:: Try it ::
Copy out each line below that has the word "patch" in it.
%%
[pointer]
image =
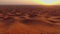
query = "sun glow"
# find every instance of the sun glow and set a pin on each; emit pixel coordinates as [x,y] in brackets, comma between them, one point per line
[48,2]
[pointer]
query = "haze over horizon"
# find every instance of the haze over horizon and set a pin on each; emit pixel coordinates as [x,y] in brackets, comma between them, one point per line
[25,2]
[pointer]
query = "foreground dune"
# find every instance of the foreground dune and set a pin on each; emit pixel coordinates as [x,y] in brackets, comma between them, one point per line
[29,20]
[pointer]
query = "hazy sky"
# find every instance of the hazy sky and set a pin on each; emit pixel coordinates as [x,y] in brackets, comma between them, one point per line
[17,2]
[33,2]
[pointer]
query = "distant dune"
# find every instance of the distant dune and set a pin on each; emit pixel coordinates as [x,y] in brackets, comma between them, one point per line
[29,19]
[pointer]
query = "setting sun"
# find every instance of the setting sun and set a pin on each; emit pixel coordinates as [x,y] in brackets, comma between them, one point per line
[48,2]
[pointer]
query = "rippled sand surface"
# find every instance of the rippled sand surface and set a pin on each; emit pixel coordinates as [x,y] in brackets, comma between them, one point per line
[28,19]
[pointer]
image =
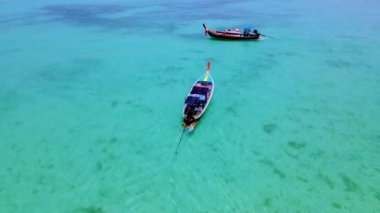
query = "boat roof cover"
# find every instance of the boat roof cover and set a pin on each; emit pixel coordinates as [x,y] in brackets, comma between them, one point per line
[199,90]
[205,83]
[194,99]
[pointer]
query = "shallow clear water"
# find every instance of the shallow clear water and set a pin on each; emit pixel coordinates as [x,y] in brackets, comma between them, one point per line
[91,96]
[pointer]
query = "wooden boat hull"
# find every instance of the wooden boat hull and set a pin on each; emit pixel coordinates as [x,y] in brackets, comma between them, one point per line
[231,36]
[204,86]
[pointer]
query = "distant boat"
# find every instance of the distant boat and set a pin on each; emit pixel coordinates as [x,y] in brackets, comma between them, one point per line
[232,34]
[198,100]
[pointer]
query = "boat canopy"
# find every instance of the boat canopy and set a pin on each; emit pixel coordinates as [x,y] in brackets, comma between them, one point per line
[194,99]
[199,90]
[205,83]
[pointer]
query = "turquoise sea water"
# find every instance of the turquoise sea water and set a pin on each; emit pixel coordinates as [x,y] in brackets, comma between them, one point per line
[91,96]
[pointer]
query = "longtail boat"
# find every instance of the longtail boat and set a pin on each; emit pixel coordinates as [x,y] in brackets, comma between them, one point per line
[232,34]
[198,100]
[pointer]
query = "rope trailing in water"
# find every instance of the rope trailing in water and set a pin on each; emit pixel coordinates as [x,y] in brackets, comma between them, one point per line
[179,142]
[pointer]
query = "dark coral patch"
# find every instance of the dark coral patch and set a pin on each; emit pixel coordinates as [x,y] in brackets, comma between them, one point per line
%%
:: The completed task ::
query = "dark coral patch"
# find every instance of the dark coral patch and set a pin on each; emit pixel coordinates as [x,y] in brackets, comma between them, one point per line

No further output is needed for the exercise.